#### Excerpt provided

# Famous comedian George Carlins New Rules 06



## ppko (Feb 24, 2006)

Famous comedian George Carlin's new rules for 2006

New Rule: Stop giving me that pop-up ad for classmates.com!
There's a reason you don't talk to people for 25 years. Because you
don't particularly like them! Besides, I already know what the captain
of the football team is doing these days: mowing my lawn. 

New Rule: Don't eat anything that's served to you out a window
unless you're a seagull. People are acting all shocked that a human
finger was found in a bowl of Wendy's chili. Hey, it cost less than a
dollar. What did you expect it to contain? Trout? 

New Rule: Stop saying that teenage boys who have sex with their
hot, blonde teachers are permanently damaged. I have a better
description for these kids: lucky bastards. 

New Rule: If you need to shave and you still collect baseball
cards, you're a dope. If you're a kid, the cards are keepsakes of your
idols. If you're a grown man, they're pictures of men. 

New Rule: Ladies, leave your eyebrows alone. Here's how much men
care about your eyebrows: do you have two of them? Okay, we're done. 

New Rule: There's no such thing as flavored water. There's a
whole aisle of this crap at the supermarket, water, but without that
watery taste! Sorry, but flavored water is called a soft drink. You
want flavored water? Pour some scotch over ice and let it melt. That's
your flavored water. 

New Rule: Stop screwing with old people. Target is introducing a
redesigned pill bottle that's square, with a bigger label. And the top
is now the bottom. And by the time grandpa figures out how to open it! ,
his *** will be in the morgue. Congratulations, Target, you just solved
the Social Security crisis. 

New Rule: The more complicated the Starbucks order, the bigger
the *******. If you walk into a Starbucks and order a "decaf grande
half-soy, half-low fat, iced vanilla, double-shot, gingerbread
cappuccino, extra dry, light ice, with one Sweet-n'-Low and one
NutraSweet," ooh, you're a huge *******. 

New Rule: I'm not the cashier! By the time I look up from
sliding my card, entering my PIN number, pressing "Enter," verifying
the amount, deciding, no, I don't want cash back, and pressing "Enter"

#### Information provided
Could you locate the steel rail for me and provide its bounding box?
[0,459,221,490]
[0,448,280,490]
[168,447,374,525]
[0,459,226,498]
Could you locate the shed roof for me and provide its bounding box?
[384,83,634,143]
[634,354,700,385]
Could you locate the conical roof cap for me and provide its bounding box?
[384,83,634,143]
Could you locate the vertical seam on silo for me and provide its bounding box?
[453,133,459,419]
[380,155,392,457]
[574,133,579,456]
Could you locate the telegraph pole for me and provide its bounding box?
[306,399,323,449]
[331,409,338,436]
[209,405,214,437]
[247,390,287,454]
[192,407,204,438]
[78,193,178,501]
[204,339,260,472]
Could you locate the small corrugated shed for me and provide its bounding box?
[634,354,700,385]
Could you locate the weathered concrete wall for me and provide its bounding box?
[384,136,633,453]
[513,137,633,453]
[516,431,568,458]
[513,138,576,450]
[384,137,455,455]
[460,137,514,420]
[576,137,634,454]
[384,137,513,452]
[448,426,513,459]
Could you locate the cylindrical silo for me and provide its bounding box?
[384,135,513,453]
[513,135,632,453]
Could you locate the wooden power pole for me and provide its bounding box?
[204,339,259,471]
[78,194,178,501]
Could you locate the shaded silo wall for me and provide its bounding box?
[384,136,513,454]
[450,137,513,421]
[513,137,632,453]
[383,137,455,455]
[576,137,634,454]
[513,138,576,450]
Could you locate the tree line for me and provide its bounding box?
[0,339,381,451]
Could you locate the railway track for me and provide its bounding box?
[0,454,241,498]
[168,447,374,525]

* * *

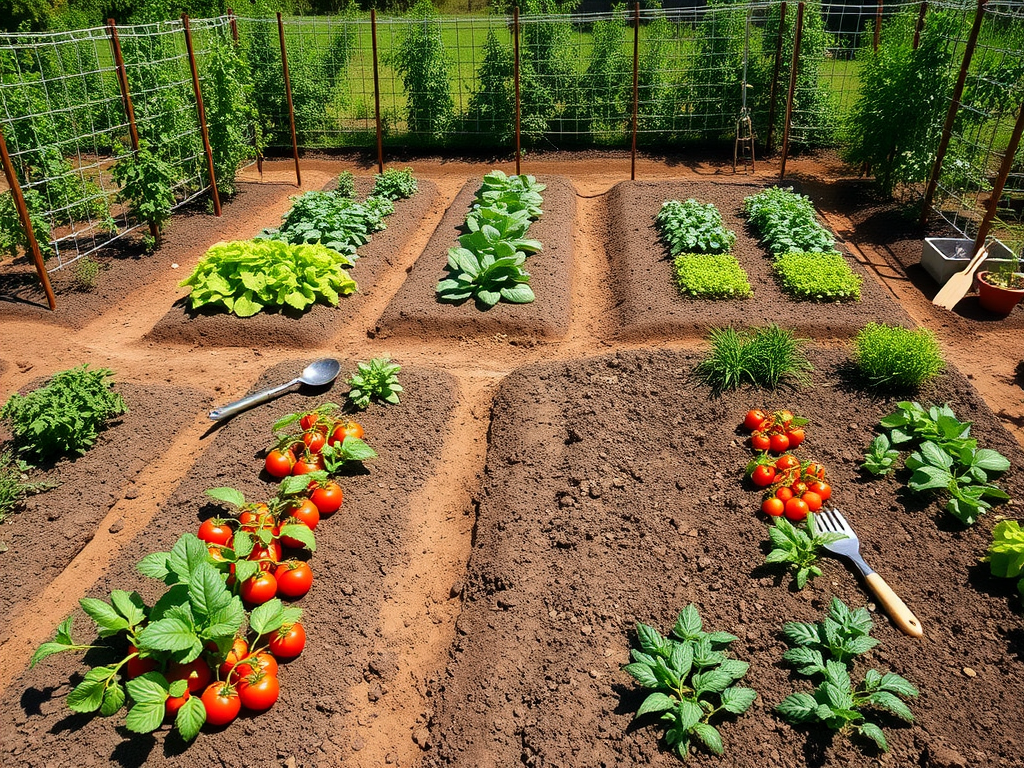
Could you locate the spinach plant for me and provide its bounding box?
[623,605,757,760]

---

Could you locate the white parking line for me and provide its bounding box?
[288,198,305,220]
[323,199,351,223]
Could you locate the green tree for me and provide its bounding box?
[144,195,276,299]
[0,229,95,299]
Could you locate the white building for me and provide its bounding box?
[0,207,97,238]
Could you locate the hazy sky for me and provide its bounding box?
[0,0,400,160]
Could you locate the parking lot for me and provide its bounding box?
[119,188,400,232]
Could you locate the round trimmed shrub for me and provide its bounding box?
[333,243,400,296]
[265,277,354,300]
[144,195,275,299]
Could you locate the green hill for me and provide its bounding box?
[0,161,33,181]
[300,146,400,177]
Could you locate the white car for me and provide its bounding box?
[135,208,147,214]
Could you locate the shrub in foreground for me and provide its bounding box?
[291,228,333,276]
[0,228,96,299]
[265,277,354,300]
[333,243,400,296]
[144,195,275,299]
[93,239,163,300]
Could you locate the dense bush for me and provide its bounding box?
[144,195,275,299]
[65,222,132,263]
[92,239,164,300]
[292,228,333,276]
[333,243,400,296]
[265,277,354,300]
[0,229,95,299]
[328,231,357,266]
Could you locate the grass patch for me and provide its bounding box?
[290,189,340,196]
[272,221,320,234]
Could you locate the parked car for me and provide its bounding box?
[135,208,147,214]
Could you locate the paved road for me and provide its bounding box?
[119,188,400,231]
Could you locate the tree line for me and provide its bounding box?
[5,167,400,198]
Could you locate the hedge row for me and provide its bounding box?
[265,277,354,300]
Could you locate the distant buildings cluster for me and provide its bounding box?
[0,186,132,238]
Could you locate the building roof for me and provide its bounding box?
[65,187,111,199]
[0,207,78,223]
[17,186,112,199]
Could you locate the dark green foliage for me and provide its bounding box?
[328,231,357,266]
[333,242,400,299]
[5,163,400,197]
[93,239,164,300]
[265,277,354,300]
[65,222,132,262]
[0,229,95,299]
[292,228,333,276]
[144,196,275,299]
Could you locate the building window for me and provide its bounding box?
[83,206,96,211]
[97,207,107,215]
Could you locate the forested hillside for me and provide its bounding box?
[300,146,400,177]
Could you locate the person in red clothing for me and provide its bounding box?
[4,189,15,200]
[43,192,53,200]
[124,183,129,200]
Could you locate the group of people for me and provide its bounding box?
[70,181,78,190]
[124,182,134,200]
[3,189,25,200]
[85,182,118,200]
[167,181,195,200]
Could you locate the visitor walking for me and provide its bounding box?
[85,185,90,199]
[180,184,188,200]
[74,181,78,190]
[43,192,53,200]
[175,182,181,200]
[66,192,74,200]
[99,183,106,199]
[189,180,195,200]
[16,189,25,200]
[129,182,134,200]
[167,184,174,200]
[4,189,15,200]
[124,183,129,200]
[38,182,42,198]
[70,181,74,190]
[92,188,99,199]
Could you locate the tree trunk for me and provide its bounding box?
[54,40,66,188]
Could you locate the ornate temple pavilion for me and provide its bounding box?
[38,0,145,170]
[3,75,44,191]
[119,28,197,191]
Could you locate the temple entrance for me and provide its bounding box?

#### Your tasks
a. Answer these questions from the "new rules" post:
(i) What was found in a bowl of Wendy's chili?
(ii) What shape is the pill bottle that Target is redesigning?
(iii) What two sweeteners end the Starbucks order that the post quotes?
b. Pick up the "new rules" post at the point where it stops and keep writing it.
The records play no part in what comes next.

#### Task-by-task results
a.
(i) A human finger.
(ii) Square.
(iii) One Sweet-n'-Low and one NutraSweet.

b.
again, the kid who is supposed to be ringing me up is standing there
eating my Almond Joy. 

New Rule: Just because your tattoo has Chinese characters in it
doesn't make you spiritual. It's right above the crack of your ***. An! d
it translates to "beef with broccoli." The last time you did anything
spiritual, you were praying to God you weren't pregnant. You're not
spiritual. You're just high. 

New Rule: Competitive eating isn't a sport. It's one of the
seven deadly sins. ESPN recently televised the US Open of Competitive
Eating, because watching those athletes at the poker table was just too
damned exciting. What's next, competitive farting? Oh wait. They're
already doing that. It's called "The Howard Stern Show." 

New Rule: I don't need a bigger mega M&M. If I'm extra hungry
for M&Ms, I'll go nuts and eat two. 

New Rule: If you're going to insist on making movies based on
crappy, old television shows, then you have to give everyone in the
Cineplex a remote so we can see what's playing on the other screens.
Let's remember the reason something was a television show in the first
place is that the idea wasn't good enough to be a movie.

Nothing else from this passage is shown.